Stored items:

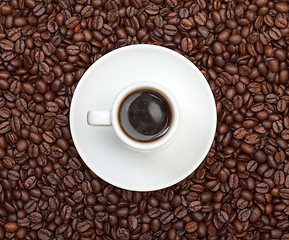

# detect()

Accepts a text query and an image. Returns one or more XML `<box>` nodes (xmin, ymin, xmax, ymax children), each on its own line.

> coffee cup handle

<box><xmin>87</xmin><ymin>111</ymin><xmax>111</xmax><ymax>126</ymax></box>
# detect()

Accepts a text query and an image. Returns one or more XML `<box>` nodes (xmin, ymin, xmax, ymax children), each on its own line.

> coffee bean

<box><xmin>189</xmin><ymin>201</ymin><xmax>202</xmax><ymax>212</ymax></box>
<box><xmin>194</xmin><ymin>13</ymin><xmax>207</xmax><ymax>26</ymax></box>
<box><xmin>4</xmin><ymin>222</ymin><xmax>18</xmax><ymax>232</ymax></box>
<box><xmin>65</xmin><ymin>16</ymin><xmax>79</xmax><ymax>28</ymax></box>
<box><xmin>37</xmin><ymin>228</ymin><xmax>52</xmax><ymax>240</ymax></box>
<box><xmin>0</xmin><ymin>0</ymin><xmax>289</xmax><ymax>239</ymax></box>
<box><xmin>185</xmin><ymin>221</ymin><xmax>198</xmax><ymax>233</ymax></box>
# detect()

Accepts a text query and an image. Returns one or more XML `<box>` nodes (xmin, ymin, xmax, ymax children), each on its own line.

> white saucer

<box><xmin>70</xmin><ymin>45</ymin><xmax>217</xmax><ymax>191</ymax></box>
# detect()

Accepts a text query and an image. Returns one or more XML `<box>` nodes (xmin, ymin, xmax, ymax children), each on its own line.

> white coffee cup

<box><xmin>87</xmin><ymin>82</ymin><xmax>180</xmax><ymax>151</ymax></box>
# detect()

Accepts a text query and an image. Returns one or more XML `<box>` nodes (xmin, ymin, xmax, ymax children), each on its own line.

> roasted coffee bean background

<box><xmin>0</xmin><ymin>0</ymin><xmax>289</xmax><ymax>240</ymax></box>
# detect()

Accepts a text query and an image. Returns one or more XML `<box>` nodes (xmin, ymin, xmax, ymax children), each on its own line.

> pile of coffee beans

<box><xmin>0</xmin><ymin>0</ymin><xmax>289</xmax><ymax>240</ymax></box>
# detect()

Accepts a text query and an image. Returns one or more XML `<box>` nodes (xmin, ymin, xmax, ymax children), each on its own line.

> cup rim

<box><xmin>111</xmin><ymin>82</ymin><xmax>179</xmax><ymax>151</ymax></box>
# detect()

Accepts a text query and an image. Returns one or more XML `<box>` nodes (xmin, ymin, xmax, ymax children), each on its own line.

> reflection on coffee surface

<box><xmin>119</xmin><ymin>89</ymin><xmax>172</xmax><ymax>142</ymax></box>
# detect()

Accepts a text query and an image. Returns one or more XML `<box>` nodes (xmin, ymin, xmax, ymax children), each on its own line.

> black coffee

<box><xmin>119</xmin><ymin>89</ymin><xmax>172</xmax><ymax>142</ymax></box>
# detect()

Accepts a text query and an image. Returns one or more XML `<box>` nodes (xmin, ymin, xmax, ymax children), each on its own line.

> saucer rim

<box><xmin>69</xmin><ymin>44</ymin><xmax>217</xmax><ymax>191</ymax></box>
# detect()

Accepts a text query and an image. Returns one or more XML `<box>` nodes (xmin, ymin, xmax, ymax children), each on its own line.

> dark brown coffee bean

<box><xmin>4</xmin><ymin>222</ymin><xmax>18</xmax><ymax>232</ymax></box>
<box><xmin>194</xmin><ymin>12</ymin><xmax>207</xmax><ymax>26</ymax></box>
<box><xmin>0</xmin><ymin>39</ymin><xmax>14</xmax><ymax>51</ymax></box>
<box><xmin>8</xmin><ymin>28</ymin><xmax>22</xmax><ymax>42</ymax></box>
<box><xmin>66</xmin><ymin>45</ymin><xmax>80</xmax><ymax>56</ymax></box>
<box><xmin>185</xmin><ymin>221</ymin><xmax>198</xmax><ymax>233</ymax></box>
<box><xmin>65</xmin><ymin>16</ymin><xmax>79</xmax><ymax>28</ymax></box>
<box><xmin>279</xmin><ymin>188</ymin><xmax>289</xmax><ymax>199</ymax></box>
<box><xmin>37</xmin><ymin>228</ymin><xmax>52</xmax><ymax>240</ymax></box>
<box><xmin>189</xmin><ymin>201</ymin><xmax>202</xmax><ymax>212</ymax></box>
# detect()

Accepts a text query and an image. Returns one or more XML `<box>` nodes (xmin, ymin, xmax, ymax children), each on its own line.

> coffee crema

<box><xmin>118</xmin><ymin>89</ymin><xmax>172</xmax><ymax>142</ymax></box>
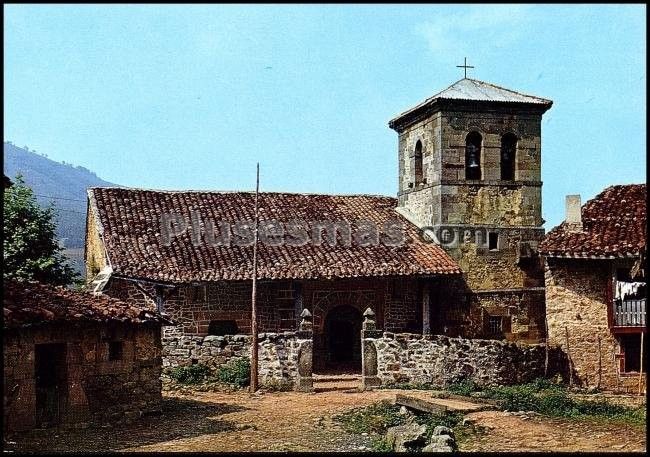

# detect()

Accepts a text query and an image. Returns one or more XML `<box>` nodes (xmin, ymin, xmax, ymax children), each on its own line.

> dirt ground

<box><xmin>5</xmin><ymin>374</ymin><xmax>646</xmax><ymax>452</ymax></box>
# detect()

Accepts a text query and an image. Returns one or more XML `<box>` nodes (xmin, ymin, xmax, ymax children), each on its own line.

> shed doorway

<box><xmin>34</xmin><ymin>343</ymin><xmax>68</xmax><ymax>427</ymax></box>
<box><xmin>325</xmin><ymin>305</ymin><xmax>363</xmax><ymax>373</ymax></box>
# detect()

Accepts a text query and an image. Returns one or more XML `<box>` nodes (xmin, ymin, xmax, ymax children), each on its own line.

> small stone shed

<box><xmin>3</xmin><ymin>280</ymin><xmax>169</xmax><ymax>433</ymax></box>
<box><xmin>540</xmin><ymin>184</ymin><xmax>648</xmax><ymax>392</ymax></box>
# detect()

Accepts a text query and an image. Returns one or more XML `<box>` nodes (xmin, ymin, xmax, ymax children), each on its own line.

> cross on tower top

<box><xmin>456</xmin><ymin>57</ymin><xmax>474</xmax><ymax>78</ymax></box>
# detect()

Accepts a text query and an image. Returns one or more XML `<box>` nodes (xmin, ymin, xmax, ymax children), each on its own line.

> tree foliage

<box><xmin>2</xmin><ymin>175</ymin><xmax>78</xmax><ymax>285</ymax></box>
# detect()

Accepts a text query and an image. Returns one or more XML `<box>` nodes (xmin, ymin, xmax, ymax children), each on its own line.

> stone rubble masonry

<box><xmin>162</xmin><ymin>332</ymin><xmax>311</xmax><ymax>384</ymax></box>
<box><xmin>3</xmin><ymin>323</ymin><xmax>162</xmax><ymax>430</ymax></box>
<box><xmin>387</xmin><ymin>105</ymin><xmax>545</xmax><ymax>342</ymax></box>
<box><xmin>104</xmin><ymin>277</ymin><xmax>421</xmax><ymax>336</ymax></box>
<box><xmin>546</xmin><ymin>258</ymin><xmax>640</xmax><ymax>392</ymax></box>
<box><xmin>364</xmin><ymin>332</ymin><xmax>562</xmax><ymax>387</ymax></box>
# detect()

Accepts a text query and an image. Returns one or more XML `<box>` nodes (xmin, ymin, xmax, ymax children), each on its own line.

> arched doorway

<box><xmin>323</xmin><ymin>305</ymin><xmax>363</xmax><ymax>373</ymax></box>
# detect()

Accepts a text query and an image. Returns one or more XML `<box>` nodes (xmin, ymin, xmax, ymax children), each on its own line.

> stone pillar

<box><xmin>296</xmin><ymin>309</ymin><xmax>314</xmax><ymax>392</ymax></box>
<box><xmin>361</xmin><ymin>308</ymin><xmax>381</xmax><ymax>390</ymax></box>
<box><xmin>422</xmin><ymin>282</ymin><xmax>431</xmax><ymax>335</ymax></box>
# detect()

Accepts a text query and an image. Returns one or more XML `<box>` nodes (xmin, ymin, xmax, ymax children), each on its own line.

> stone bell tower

<box><xmin>389</xmin><ymin>78</ymin><xmax>553</xmax><ymax>340</ymax></box>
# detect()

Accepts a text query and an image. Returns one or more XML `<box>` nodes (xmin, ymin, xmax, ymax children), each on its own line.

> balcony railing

<box><xmin>613</xmin><ymin>298</ymin><xmax>646</xmax><ymax>327</ymax></box>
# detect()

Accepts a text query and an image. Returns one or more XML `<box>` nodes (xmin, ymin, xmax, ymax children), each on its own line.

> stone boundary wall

<box><xmin>162</xmin><ymin>332</ymin><xmax>312</xmax><ymax>385</ymax></box>
<box><xmin>363</xmin><ymin>331</ymin><xmax>562</xmax><ymax>387</ymax></box>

**WRITTEN INSTRUCTION:** Extract every line in the records that contains the word "stone".

**THE COMPLETED TASK:**
> small stone shed
> stone rubble masonry
> stone pillar
> stone bell tower
> stone boundary wall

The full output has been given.